» Extracted material
****
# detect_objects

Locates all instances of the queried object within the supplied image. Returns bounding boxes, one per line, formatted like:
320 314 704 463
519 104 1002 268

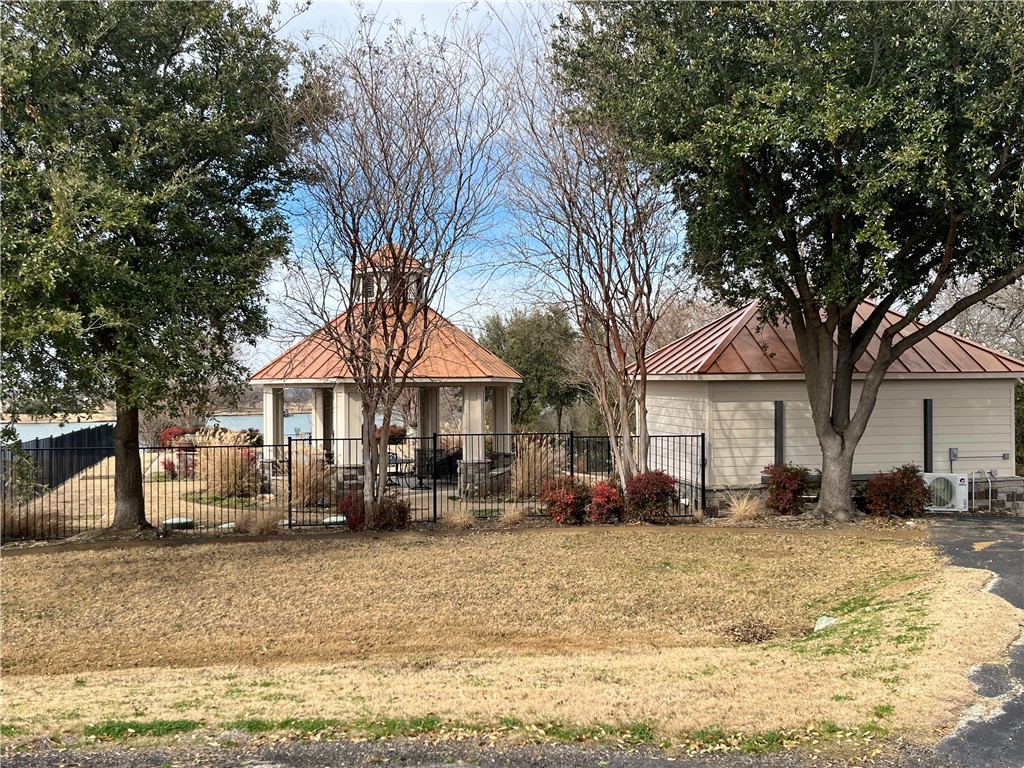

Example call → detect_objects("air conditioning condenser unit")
921 472 969 512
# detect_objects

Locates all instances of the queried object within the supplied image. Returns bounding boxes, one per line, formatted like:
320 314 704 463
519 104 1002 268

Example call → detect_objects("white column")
333 384 362 465
462 384 484 462
310 388 324 441
263 384 285 445
492 386 512 454
416 387 440 437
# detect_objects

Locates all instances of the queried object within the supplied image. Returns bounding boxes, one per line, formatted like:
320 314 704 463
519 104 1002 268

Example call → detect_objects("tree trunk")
818 435 857 522
111 402 153 530
362 401 378 530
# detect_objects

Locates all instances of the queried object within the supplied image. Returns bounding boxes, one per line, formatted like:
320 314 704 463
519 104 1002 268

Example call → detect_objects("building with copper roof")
250 249 522 463
647 302 1024 487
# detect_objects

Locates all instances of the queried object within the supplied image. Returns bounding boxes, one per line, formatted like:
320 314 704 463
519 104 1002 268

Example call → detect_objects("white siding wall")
929 379 1014 475
650 379 1014 486
647 381 710 498
647 381 708 434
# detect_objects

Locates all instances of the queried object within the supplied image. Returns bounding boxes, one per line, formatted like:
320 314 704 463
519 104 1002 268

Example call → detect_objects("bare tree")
501 25 681 484
286 9 506 526
934 279 1024 357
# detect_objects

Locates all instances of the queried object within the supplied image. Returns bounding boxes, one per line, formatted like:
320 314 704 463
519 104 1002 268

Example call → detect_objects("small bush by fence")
2 431 703 539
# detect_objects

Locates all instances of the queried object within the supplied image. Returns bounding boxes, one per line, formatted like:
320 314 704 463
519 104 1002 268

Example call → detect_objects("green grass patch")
352 715 441 740
677 721 888 756
278 718 341 733
224 718 278 733
0 723 29 738
82 720 200 738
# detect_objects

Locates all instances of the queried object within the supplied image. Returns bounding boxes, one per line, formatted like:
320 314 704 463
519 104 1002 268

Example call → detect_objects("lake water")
14 412 313 440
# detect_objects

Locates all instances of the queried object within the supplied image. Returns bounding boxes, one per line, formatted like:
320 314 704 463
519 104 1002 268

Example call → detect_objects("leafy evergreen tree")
0 0 289 528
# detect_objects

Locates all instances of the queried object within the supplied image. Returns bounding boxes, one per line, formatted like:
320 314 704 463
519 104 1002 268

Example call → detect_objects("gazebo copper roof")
647 301 1024 376
250 308 522 384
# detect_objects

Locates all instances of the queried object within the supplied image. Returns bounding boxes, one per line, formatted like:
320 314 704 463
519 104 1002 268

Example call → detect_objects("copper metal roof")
250 309 522 383
647 302 1024 376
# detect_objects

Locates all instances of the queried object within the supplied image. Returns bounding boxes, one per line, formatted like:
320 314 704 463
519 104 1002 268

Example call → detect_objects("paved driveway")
928 517 1024 768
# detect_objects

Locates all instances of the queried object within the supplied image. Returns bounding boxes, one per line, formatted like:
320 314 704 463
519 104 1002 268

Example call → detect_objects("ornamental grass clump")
0 512 60 540
587 480 626 524
761 464 811 515
234 509 281 536
541 476 591 525
509 436 561 499
193 428 260 499
626 469 679 522
864 464 929 517
723 490 765 522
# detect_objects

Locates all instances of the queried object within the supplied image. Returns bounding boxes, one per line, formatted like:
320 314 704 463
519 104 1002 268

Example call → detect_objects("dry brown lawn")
2 527 1021 740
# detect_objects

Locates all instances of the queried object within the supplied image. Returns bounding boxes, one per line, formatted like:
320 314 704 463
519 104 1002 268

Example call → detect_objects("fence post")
700 432 708 512
285 435 292 530
430 432 437 522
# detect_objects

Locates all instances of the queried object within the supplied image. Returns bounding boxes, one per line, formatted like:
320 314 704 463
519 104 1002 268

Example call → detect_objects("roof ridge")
696 300 760 374
862 299 1024 366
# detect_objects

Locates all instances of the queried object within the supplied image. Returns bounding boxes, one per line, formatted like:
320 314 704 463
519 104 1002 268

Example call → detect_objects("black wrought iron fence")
0 432 705 539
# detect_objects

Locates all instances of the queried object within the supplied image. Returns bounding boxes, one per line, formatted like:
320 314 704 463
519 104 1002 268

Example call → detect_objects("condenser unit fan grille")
928 477 956 507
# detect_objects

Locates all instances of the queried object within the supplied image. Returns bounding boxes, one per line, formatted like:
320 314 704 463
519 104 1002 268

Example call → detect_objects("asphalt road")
3 518 1024 768
928 517 1024 768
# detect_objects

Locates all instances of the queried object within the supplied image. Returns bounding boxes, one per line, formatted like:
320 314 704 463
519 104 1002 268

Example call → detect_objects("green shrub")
864 464 929 516
541 475 590 525
761 464 811 515
626 469 679 522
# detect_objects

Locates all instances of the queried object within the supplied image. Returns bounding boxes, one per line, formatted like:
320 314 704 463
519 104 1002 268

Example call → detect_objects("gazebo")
250 249 522 473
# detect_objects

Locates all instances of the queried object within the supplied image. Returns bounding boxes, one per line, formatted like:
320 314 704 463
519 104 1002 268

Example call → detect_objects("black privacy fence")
0 433 705 539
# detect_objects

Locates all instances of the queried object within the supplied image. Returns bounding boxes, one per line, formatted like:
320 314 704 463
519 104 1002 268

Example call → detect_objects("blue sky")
242 0 540 370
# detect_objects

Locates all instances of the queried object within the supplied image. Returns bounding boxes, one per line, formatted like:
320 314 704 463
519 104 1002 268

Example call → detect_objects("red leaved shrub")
338 494 367 530
587 480 626 524
541 476 590 525
864 464 929 516
160 427 185 446
626 469 679 522
374 494 412 530
761 464 811 515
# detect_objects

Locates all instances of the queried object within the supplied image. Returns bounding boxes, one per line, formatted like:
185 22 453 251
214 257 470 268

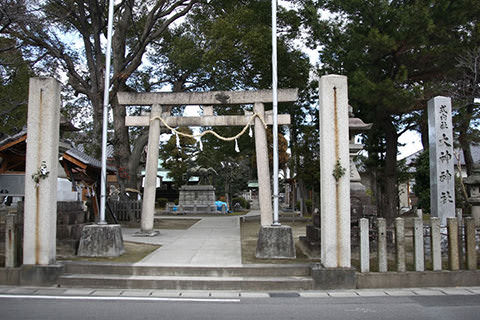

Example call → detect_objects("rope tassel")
235 139 240 152
175 132 180 149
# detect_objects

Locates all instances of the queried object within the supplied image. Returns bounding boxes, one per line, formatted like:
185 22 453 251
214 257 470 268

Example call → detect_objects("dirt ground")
57 241 161 263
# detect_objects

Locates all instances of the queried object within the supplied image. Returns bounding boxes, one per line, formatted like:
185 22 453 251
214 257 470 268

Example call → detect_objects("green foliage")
159 128 197 188
413 150 430 213
300 0 480 221
0 37 33 136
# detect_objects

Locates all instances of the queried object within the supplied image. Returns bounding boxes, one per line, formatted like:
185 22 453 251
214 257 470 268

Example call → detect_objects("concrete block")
360 218 370 272
465 218 477 270
78 224 125 257
447 218 460 271
311 263 356 290
255 226 295 259
413 218 425 271
377 218 387 272
395 218 407 272
430 217 442 271
19 265 64 286
0 268 20 285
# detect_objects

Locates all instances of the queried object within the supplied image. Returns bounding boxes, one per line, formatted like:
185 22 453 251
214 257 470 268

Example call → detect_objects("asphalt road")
0 295 480 320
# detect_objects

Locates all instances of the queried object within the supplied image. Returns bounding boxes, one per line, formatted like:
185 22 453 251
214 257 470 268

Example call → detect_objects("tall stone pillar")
254 102 296 259
23 78 61 265
428 96 455 226
319 75 351 268
253 102 273 226
137 104 162 236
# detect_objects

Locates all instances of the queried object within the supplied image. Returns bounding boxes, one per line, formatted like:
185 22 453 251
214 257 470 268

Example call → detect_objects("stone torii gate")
117 89 298 258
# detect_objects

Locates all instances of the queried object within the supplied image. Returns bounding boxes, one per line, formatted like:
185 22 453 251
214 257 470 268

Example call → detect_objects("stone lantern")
463 164 480 226
348 106 372 225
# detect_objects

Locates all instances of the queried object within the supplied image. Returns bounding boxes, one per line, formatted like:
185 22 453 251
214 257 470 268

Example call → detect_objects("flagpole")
98 0 113 224
272 0 280 226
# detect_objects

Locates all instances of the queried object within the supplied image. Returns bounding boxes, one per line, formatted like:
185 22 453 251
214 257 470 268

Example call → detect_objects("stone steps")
58 263 313 291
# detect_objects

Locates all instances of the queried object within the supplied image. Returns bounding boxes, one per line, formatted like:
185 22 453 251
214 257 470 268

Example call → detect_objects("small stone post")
413 218 425 271
137 104 162 236
319 75 351 268
360 218 370 272
428 97 455 226
395 218 407 272
23 78 61 265
464 217 477 270
430 217 442 271
447 218 460 271
5 213 18 268
377 218 388 272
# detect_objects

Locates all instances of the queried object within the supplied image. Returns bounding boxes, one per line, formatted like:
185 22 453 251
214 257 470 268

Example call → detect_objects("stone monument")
23 78 61 265
428 96 455 226
178 184 217 213
319 75 351 268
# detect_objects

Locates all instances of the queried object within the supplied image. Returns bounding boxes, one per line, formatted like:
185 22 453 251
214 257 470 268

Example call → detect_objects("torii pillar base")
78 224 125 257
255 226 296 259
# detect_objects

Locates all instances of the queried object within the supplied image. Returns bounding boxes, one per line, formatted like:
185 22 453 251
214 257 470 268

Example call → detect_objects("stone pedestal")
78 224 125 257
178 185 217 213
255 226 296 259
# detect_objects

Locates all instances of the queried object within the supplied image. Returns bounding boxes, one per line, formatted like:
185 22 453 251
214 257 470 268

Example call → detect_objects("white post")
98 0 113 224
23 78 61 265
253 102 273 226
319 75 351 268
430 217 442 271
272 0 280 226
413 218 425 271
140 104 162 235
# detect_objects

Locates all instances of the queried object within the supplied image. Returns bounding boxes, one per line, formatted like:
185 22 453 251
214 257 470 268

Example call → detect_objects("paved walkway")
0 286 480 299
122 213 244 267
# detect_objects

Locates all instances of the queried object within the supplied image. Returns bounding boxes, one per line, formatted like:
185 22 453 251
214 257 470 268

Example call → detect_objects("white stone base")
77 224 125 257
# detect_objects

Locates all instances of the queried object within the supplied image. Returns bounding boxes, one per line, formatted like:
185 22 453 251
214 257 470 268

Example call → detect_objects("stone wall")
178 185 217 213
0 201 88 266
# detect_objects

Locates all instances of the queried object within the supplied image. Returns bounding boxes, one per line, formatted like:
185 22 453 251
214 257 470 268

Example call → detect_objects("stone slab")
78 224 125 257
255 226 296 259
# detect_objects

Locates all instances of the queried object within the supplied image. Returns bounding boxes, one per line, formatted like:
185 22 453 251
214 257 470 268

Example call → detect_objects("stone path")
123 216 242 267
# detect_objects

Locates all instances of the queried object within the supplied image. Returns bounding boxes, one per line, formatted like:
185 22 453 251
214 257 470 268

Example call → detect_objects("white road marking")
0 294 240 303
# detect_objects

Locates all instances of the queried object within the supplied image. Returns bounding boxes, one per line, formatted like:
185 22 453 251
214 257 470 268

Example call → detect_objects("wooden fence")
359 218 478 272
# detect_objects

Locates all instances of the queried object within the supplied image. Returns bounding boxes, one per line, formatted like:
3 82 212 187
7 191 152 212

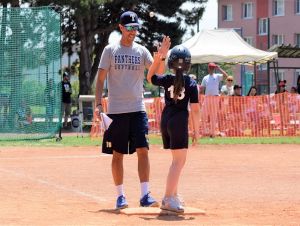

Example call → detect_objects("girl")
147 43 200 213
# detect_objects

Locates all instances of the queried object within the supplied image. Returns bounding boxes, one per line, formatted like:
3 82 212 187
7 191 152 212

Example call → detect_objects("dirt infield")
0 145 300 226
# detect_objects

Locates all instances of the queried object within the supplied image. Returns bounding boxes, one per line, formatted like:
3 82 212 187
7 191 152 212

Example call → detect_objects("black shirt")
62 81 72 104
151 74 199 110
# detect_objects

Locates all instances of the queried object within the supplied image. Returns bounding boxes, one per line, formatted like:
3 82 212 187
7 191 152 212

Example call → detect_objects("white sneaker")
175 194 185 207
160 196 184 213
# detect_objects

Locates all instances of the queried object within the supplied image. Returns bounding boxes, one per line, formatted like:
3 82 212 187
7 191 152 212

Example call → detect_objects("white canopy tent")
182 29 277 64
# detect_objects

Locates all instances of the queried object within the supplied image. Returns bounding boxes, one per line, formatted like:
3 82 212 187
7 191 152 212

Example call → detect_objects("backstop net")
0 7 61 140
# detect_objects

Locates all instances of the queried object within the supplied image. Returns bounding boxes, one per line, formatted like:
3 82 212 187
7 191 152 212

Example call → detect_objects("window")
295 0 300 14
258 18 268 35
295 34 300 47
258 64 268 71
244 37 253 46
223 5 232 21
273 0 284 16
278 70 285 80
273 35 284 45
242 2 253 19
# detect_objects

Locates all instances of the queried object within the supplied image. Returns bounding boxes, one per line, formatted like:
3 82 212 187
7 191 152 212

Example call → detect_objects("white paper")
100 112 112 130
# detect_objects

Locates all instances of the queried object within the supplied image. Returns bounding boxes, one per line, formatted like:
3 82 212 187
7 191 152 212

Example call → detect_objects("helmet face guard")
168 45 191 72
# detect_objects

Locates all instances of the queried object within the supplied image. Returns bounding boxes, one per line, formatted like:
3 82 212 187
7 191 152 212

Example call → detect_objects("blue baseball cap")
120 11 140 26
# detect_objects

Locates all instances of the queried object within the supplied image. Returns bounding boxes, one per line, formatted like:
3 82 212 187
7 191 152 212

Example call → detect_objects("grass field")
0 134 300 147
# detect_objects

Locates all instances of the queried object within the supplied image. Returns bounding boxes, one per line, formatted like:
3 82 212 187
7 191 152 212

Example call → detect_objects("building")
218 0 300 94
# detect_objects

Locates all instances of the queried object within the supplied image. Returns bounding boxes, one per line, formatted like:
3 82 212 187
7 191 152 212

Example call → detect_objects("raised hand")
157 35 171 58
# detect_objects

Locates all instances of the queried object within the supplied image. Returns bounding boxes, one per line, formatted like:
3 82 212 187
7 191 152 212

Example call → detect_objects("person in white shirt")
221 75 233 96
201 63 228 137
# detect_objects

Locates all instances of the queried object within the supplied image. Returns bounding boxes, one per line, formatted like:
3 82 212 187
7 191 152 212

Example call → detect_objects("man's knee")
112 151 123 162
136 148 148 157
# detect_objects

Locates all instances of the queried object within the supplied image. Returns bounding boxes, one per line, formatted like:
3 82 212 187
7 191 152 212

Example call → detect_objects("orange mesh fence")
91 92 300 137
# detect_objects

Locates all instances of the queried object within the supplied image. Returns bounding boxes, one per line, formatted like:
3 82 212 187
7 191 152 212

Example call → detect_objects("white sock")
116 184 125 197
141 182 149 198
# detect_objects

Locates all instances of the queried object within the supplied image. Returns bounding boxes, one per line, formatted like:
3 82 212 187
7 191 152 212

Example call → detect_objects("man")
201 63 228 137
201 63 228 96
221 75 233 96
62 72 72 128
95 11 168 209
232 85 242 96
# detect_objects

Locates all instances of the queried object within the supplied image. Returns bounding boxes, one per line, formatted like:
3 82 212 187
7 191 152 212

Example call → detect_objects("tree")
28 0 207 94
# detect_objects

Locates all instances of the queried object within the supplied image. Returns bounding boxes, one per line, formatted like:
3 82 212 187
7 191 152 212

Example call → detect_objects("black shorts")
160 108 189 149
102 112 149 154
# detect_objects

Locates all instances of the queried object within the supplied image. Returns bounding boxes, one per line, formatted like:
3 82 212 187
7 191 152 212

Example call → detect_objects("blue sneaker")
140 192 159 207
116 195 128 209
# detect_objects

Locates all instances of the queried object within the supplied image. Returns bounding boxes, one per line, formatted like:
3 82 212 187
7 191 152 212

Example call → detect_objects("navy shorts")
102 112 149 154
161 108 189 149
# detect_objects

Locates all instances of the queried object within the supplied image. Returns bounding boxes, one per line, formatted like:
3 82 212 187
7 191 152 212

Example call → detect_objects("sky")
109 0 218 43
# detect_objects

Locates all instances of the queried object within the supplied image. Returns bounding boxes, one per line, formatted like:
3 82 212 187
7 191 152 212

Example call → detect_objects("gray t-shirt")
99 42 153 114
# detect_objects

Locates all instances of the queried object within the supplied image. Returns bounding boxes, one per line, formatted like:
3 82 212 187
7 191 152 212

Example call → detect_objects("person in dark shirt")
147 43 200 213
62 72 72 127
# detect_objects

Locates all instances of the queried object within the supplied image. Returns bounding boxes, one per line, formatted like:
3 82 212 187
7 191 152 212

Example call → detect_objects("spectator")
290 86 298 93
0 93 10 128
201 63 228 96
247 86 257 96
201 63 228 137
62 72 72 128
275 80 287 94
16 100 32 128
297 75 300 94
232 85 242 96
221 75 233 96
44 78 55 122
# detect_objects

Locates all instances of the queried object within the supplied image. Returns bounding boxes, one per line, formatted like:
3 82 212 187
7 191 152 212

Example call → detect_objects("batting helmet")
168 45 191 72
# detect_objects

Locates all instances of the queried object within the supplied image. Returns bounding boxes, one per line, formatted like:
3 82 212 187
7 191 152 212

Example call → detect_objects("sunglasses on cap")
124 26 139 31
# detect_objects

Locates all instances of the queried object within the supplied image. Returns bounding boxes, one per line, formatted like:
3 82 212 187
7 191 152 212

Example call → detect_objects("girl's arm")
147 53 164 83
190 103 200 145
147 36 171 83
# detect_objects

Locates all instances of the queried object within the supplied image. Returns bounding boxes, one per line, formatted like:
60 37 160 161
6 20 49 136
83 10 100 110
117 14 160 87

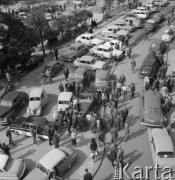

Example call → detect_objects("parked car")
0 154 26 180
9 116 59 140
75 33 104 46
148 128 175 169
114 20 135 32
17 55 44 75
62 43 89 61
140 90 163 127
90 44 123 59
101 25 129 36
94 70 110 91
149 39 167 54
0 91 28 125
162 28 175 43
58 92 73 112
73 56 106 70
42 61 64 77
24 146 78 180
27 87 49 116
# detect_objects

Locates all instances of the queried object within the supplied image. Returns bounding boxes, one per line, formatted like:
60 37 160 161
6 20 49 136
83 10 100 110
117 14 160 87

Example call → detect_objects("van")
139 52 159 79
134 10 149 19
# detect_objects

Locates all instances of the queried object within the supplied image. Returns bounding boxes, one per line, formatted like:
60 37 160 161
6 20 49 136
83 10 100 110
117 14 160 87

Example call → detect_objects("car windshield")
58 101 69 104
1 100 12 107
30 97 40 101
158 152 174 158
36 163 50 176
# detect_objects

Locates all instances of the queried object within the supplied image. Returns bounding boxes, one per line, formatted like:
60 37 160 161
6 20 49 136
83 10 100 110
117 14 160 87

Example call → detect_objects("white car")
0 154 26 180
58 92 73 112
73 56 106 70
114 20 135 32
27 87 49 116
90 44 123 59
162 28 175 43
148 128 175 168
101 25 129 36
75 33 104 46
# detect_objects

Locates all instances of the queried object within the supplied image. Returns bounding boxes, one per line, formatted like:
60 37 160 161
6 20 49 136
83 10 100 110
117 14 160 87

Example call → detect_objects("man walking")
6 126 15 146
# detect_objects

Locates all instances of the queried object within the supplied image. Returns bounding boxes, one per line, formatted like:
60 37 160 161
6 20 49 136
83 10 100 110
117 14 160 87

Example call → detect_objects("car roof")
****
» Exercise requirements
Reproduce the stretch from the start of the items through the line containing "362 401 378 530", both ends included, character for character. Leave the pictures out.

» Written reply
# detect_objects

Locates all instances of the queried object within the supplied image. Returns bounding boxes, one per line, formatted like:
320 314 704 463
519 104 1002 268


Example call → detect_objects("air conditioning condenser unit")
921 472 969 512
# detect_objects

Locates all instances of the queried object within the supplied image. Returns bounding boxes, one per line, formatted like:
320 314 704 463
519 104 1002 268

Example call → detect_objects("white column")
333 384 362 465
462 384 484 462
310 388 324 441
263 384 285 445
492 386 512 454
416 387 440 437
# detect_objects

Locates all instances of the queried object within the supplied image. Returns bounding boxes, one per line, formatted like:
320 314 704 463
519 104 1002 268

Example call → detect_objects("tree trunk")
818 435 857 522
111 402 153 530
362 401 378 530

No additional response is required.